GIVEN INSTRUCTION → Please edit the lines of the material starting with the line with "segment --target=metal fence post" and going on through the line with "M 103 645 L", replacing "metal fence post" with "steel fence post" and leaving everything else unchanged. Give back only those lines.

Collected data
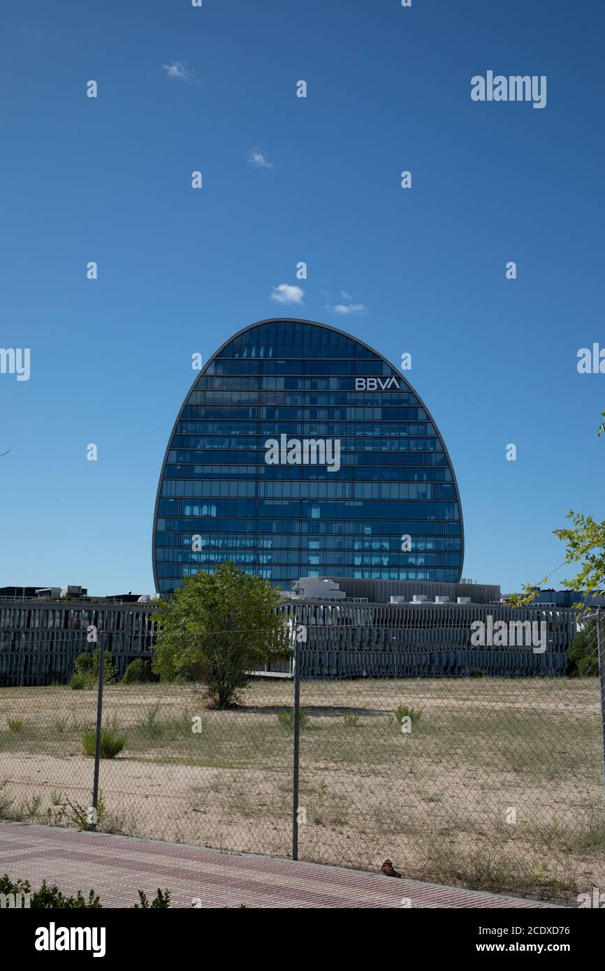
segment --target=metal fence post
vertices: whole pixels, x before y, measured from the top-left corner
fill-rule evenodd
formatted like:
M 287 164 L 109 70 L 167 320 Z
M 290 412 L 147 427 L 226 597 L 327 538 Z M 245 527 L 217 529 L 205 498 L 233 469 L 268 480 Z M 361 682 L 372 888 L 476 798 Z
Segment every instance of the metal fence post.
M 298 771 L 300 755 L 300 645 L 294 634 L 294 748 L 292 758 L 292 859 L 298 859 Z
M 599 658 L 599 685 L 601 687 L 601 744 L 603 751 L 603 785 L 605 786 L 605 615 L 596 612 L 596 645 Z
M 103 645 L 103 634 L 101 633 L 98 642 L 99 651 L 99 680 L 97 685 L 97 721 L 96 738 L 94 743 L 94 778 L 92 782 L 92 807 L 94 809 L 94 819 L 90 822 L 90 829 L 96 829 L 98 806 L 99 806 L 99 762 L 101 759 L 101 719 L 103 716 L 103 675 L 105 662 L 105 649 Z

==

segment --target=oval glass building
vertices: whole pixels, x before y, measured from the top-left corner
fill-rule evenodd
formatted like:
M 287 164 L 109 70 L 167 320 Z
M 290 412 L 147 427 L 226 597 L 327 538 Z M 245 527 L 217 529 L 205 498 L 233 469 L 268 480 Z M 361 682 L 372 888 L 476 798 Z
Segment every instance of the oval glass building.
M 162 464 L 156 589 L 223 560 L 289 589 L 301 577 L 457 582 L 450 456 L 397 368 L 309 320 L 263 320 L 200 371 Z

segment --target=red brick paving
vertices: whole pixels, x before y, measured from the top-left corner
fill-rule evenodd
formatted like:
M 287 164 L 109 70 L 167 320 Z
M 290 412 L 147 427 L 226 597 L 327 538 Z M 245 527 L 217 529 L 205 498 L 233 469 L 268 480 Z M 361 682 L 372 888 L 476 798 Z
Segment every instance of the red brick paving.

...

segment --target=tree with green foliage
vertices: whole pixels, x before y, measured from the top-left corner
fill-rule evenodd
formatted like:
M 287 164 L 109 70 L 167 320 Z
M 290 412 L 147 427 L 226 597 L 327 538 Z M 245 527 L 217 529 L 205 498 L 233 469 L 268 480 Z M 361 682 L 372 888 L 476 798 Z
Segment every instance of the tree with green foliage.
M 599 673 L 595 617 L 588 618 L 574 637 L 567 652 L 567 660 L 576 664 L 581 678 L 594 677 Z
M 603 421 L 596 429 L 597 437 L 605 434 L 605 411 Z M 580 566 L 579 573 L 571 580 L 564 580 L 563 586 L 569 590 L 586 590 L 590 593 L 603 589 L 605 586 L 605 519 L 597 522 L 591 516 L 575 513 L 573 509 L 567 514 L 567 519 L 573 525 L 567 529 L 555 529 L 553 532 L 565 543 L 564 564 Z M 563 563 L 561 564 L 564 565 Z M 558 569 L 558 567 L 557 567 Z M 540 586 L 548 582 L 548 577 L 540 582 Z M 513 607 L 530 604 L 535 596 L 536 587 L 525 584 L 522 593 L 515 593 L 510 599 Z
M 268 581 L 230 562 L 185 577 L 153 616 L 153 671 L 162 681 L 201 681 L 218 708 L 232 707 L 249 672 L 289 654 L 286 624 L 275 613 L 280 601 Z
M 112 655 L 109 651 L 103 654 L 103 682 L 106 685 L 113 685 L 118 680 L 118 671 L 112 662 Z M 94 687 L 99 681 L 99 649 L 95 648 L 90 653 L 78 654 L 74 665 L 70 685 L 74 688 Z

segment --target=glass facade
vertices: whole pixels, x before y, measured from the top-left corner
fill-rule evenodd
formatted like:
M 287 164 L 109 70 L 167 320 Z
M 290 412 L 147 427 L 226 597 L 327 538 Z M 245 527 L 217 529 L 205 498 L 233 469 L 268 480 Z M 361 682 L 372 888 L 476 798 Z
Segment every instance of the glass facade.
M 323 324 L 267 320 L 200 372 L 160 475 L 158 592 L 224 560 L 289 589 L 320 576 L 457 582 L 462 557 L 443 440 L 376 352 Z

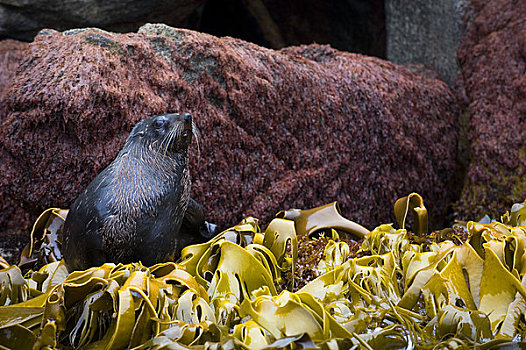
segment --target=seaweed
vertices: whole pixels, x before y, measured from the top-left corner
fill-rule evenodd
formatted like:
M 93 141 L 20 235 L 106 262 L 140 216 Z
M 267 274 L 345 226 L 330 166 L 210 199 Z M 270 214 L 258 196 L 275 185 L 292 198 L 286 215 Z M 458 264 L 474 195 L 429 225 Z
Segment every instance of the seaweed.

RESPONSE BELOW →
segment --target=steel fence post
vertices: whole pixels, x before y, measured from the top-left corner
fill-rule evenodd
formatted like:
M 287 164 L 109 70 L 167 320 Z
M 290 412 L 147 427 L 226 597 L 327 538 Z M 245 527 L 217 529 L 205 498 L 233 469 L 268 480 Z M 361 682 L 372 888 L 476 798 Z
Segment every instance of the steel fence post.
M 298 771 L 300 755 L 300 645 L 294 634 L 294 748 L 292 758 L 292 859 L 298 859 Z
M 599 658 L 599 685 L 601 687 L 601 744 L 603 751 L 603 785 L 605 786 L 605 615 L 596 612 L 596 645 Z
M 103 645 L 103 634 L 101 633 L 98 642 L 99 651 L 99 680 L 97 685 L 97 721 L 96 738 L 94 743 L 94 778 L 92 782 L 92 807 L 94 809 L 94 819 L 90 822 L 90 829 L 96 829 L 98 806 L 99 806 L 99 762 L 101 759 L 101 719 L 103 716 L 103 675 L 105 662 L 105 649 Z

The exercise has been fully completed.